YOUR OBJECTIVE: Gather every line in the entries below that contains the word "house", and copy each such line in full.

DATA FOR THIS EXERCISE:
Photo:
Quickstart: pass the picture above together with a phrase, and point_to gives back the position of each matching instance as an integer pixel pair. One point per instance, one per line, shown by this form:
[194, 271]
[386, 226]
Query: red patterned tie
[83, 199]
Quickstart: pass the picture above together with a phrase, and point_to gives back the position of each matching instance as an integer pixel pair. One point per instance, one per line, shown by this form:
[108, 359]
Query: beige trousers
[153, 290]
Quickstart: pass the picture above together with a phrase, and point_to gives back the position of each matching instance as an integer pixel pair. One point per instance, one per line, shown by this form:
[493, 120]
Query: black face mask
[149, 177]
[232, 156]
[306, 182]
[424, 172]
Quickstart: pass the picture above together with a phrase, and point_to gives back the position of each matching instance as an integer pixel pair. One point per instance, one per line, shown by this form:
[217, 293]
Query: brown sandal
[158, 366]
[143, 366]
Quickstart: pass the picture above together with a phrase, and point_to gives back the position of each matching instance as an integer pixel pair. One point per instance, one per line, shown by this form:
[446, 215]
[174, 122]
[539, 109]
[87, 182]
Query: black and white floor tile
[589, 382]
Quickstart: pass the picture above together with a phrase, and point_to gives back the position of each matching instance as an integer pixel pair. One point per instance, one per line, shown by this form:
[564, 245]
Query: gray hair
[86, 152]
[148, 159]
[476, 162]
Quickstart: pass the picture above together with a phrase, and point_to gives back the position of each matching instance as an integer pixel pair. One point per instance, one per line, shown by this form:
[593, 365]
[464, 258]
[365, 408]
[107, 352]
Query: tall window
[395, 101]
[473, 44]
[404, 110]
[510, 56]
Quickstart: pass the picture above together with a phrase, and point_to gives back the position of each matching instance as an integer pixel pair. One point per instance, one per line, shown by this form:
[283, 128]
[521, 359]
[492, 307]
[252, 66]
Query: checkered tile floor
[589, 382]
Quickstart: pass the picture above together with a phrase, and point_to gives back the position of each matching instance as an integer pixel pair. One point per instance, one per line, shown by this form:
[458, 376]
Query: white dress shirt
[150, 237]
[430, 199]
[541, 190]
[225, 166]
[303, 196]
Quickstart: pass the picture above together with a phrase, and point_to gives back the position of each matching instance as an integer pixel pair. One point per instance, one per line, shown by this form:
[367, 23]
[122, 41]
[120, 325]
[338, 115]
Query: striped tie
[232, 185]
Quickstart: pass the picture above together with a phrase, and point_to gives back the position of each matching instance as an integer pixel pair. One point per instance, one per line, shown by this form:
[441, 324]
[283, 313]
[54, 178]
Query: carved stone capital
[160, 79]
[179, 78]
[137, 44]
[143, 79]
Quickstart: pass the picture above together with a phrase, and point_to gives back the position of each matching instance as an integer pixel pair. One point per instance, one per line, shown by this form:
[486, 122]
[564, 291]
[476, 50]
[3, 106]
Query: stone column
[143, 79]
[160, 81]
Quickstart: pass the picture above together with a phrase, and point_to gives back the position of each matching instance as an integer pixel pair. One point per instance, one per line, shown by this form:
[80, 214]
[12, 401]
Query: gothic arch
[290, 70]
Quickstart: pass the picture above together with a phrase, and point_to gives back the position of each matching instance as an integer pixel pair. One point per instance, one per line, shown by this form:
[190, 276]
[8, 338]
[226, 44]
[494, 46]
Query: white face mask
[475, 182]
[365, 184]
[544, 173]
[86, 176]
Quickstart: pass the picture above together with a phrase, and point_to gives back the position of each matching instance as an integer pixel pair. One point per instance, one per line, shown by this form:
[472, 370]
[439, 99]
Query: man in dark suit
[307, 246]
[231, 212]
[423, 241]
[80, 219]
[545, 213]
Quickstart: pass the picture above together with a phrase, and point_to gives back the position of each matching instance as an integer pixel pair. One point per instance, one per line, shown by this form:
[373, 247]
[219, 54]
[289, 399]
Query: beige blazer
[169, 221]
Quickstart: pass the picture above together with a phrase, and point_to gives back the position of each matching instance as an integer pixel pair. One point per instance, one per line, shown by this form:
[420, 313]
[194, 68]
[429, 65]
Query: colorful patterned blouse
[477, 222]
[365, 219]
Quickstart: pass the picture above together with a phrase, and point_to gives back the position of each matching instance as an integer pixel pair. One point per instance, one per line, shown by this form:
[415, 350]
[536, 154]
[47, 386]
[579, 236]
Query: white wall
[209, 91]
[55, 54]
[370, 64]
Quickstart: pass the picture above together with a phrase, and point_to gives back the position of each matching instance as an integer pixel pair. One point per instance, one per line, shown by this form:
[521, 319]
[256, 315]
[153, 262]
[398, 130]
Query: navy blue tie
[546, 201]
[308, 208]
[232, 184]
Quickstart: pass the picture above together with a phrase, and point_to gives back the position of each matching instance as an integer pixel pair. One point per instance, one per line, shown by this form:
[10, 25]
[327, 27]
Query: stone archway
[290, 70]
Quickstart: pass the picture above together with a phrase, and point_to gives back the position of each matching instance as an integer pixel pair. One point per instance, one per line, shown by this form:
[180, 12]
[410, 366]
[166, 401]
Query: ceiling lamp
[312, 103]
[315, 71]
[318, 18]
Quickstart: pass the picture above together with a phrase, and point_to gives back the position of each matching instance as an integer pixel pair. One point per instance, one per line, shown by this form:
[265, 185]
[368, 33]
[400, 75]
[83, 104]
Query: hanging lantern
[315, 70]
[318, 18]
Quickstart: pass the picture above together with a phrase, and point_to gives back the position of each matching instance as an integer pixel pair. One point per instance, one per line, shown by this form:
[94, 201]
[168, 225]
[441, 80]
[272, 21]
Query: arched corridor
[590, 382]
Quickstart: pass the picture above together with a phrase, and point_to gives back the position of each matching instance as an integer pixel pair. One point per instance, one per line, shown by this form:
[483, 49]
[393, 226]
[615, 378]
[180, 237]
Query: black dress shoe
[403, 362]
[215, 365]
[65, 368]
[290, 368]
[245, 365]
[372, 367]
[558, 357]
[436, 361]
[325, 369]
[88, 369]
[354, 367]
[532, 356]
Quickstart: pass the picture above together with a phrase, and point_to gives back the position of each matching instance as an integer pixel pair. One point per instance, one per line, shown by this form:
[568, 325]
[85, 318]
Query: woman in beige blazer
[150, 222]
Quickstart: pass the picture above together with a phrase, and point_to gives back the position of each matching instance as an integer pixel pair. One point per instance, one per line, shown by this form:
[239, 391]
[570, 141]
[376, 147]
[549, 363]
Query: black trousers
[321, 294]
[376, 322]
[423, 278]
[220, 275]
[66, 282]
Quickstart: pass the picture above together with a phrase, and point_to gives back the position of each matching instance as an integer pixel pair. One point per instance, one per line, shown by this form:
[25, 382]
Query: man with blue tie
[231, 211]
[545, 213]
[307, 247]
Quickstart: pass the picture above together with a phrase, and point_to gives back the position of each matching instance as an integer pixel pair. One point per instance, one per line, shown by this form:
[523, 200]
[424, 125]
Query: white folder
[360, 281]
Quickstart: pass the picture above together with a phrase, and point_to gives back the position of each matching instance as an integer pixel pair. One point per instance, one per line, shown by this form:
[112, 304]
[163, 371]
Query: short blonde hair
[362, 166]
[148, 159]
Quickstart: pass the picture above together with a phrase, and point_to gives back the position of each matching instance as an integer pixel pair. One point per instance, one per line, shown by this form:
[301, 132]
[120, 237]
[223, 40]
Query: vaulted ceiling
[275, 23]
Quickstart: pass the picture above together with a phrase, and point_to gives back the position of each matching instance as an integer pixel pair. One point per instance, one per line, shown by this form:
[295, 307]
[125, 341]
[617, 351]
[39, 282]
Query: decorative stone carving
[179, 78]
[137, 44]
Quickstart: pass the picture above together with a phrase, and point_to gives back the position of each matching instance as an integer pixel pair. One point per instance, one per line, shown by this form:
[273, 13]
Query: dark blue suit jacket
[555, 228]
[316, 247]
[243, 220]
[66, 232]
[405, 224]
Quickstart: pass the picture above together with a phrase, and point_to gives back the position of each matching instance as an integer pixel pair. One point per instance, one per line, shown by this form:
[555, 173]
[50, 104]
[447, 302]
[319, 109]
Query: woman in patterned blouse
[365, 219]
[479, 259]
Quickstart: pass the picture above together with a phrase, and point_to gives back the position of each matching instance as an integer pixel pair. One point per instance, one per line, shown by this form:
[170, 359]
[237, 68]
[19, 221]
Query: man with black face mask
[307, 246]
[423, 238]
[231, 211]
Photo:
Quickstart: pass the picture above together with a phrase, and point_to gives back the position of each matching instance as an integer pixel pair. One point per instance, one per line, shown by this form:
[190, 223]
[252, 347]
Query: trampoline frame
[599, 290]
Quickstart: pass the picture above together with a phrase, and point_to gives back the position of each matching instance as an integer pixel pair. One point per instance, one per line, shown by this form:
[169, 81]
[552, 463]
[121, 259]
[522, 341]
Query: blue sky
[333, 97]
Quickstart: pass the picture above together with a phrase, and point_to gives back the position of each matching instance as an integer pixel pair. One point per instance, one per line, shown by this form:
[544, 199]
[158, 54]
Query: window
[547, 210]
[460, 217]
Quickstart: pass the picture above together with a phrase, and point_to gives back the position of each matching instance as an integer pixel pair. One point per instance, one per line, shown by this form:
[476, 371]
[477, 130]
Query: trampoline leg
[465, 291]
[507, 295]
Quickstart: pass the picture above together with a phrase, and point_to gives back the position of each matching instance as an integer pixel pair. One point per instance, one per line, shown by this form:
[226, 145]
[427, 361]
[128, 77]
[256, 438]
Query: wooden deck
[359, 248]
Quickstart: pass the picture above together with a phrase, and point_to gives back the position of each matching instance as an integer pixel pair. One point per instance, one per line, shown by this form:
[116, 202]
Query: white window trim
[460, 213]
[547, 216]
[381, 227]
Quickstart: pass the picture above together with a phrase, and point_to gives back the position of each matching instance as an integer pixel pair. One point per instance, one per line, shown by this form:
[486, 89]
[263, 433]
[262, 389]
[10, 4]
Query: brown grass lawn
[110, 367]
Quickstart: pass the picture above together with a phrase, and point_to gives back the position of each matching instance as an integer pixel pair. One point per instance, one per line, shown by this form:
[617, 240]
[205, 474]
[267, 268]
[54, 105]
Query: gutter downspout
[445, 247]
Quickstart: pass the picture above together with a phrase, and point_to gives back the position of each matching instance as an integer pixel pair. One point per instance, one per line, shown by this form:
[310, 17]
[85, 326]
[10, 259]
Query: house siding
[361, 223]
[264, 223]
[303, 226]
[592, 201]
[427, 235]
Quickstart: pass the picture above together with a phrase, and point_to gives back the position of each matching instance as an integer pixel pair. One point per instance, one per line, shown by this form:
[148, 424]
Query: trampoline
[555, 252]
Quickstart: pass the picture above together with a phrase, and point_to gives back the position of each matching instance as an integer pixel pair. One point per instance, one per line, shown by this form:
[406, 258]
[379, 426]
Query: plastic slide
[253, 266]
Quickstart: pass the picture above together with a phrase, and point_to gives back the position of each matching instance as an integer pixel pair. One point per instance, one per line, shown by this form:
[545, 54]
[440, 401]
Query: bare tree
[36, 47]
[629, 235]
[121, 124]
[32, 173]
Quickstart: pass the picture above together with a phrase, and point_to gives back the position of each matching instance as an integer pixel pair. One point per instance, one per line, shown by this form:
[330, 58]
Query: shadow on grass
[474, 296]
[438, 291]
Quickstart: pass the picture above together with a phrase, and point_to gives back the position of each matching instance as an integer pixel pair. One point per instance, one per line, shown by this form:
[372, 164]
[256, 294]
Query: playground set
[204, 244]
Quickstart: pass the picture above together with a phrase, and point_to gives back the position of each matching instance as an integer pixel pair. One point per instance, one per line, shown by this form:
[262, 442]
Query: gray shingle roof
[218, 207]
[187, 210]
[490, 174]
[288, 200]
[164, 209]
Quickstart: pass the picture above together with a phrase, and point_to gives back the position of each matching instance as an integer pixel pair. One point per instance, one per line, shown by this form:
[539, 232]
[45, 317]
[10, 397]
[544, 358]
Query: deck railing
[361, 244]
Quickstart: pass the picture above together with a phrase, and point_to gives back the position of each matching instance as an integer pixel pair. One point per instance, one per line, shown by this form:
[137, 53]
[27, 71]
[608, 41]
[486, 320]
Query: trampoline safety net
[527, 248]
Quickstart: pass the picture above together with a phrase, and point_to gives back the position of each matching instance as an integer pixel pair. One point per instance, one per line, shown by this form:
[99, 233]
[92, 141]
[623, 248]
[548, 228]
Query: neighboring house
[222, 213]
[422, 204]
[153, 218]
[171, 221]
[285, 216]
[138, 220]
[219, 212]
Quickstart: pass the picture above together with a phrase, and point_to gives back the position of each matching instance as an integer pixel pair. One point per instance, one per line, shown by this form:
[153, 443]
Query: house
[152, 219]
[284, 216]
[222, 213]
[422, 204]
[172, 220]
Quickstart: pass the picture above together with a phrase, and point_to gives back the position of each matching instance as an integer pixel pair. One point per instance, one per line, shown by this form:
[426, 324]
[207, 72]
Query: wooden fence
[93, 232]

FULL SOLUTION:
Query: house siding
Query: neighboring house
Query: house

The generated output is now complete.